[Page text — start]
Method Overview

Model Diagnosis

Given a target CV model of interest and a pretrained diffusion model, our goals for model diagnosis:

  • Can we evaluate the sensitivity of the target model to arbitrary visual attributes without a test set?
  • Better yet, can we discover relevant attributes in an unsupervised manner?

Our work builds on the Zero-shot Model Diagnosis paper published in CVPR 2023 [4]. In this paper, the authors measure sensitivity of user given attributes using StyleGAN. We hope to extend this work by proposing a methodology that is completely unsupervised and that leverages the high expressive power of diffusion models.

We are actively exploring three different approaches:

  • #1: Hyperplane optimization for attribute boundary
  • #2: Implicit function edit of diffusion h-space and/or e-space
  • #3: LLM-aided attribute discovery
Hyperplane Optimization for attribute boundary

The key insight for this approach motivated by [1] and [3], where arbitrary attributes can be found in the latent space (of the generative model) through a hyperplane that separates the positive and negative examples. For our purpose, we want to optimize this hyperplane to find the most adversarial attributes given a target model.

Implicit Function edit of diffusion h-space and/or e-space

This approach is motivated by [2], where the authors show that the latent space of diffusion models can be manipulated by training an implicit function to find the edit in the bottleneck layer of U-Net (delta_h). We want to build on this by training the implicit function to be adversarial.
[Page text — finish]
▶ [Task prompt] Using the method overview, explain in one to three sentences why the first approach optimizes a hyperplane in the generative model's latent space.
[Data for review — start]
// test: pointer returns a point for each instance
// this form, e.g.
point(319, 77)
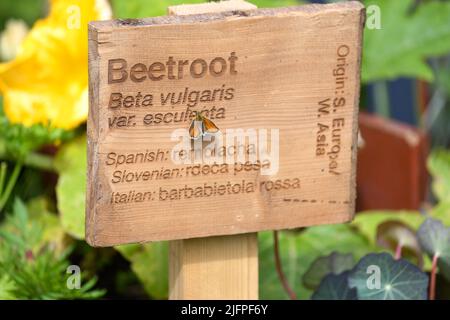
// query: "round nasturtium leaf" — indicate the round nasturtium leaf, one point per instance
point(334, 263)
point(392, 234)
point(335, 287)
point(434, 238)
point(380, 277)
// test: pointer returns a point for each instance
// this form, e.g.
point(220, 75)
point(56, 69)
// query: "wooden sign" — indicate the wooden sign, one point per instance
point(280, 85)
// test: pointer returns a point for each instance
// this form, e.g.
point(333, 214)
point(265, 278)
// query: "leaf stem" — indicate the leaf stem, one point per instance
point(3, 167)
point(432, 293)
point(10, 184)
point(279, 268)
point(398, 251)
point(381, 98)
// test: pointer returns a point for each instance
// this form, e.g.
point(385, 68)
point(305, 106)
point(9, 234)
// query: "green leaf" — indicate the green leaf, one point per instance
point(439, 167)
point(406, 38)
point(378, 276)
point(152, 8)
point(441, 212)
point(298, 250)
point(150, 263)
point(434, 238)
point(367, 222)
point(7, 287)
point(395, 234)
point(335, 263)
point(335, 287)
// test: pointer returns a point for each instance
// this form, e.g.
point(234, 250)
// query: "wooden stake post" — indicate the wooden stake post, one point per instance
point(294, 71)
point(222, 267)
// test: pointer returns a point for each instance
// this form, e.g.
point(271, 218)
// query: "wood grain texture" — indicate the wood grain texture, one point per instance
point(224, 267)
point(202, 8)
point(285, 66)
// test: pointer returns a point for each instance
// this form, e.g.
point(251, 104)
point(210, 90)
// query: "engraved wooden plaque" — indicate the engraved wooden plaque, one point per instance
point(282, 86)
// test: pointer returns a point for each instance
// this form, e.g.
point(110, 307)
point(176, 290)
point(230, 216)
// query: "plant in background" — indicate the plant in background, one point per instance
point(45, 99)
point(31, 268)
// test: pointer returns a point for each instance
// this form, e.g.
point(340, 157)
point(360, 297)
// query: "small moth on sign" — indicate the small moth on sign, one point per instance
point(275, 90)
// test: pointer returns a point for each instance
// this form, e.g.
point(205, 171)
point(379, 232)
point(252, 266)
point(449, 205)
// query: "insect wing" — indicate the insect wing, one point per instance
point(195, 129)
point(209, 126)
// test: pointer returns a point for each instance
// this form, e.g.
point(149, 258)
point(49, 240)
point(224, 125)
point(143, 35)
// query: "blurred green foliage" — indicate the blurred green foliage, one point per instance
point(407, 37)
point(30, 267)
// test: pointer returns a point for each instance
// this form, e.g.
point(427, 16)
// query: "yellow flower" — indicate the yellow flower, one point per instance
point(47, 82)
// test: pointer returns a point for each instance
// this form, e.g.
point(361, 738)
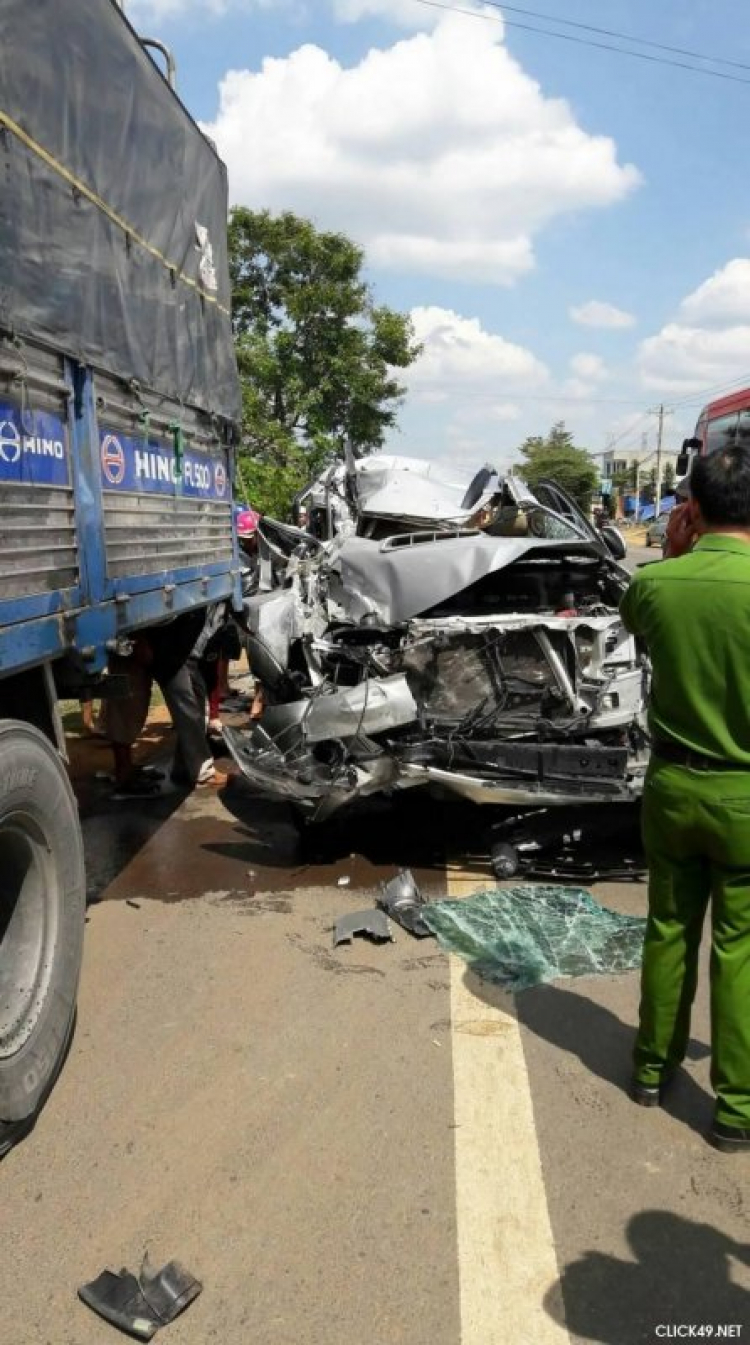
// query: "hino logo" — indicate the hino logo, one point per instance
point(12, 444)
[Data for review — finish]
▶ [Solution] Arbitrary attributes can be found in the latent space of the generative model through a hyperplane that separates the positive and negative examples. Optimizing this hyperplane for a given target model is meant to find the attributes that are most adversarial to that model.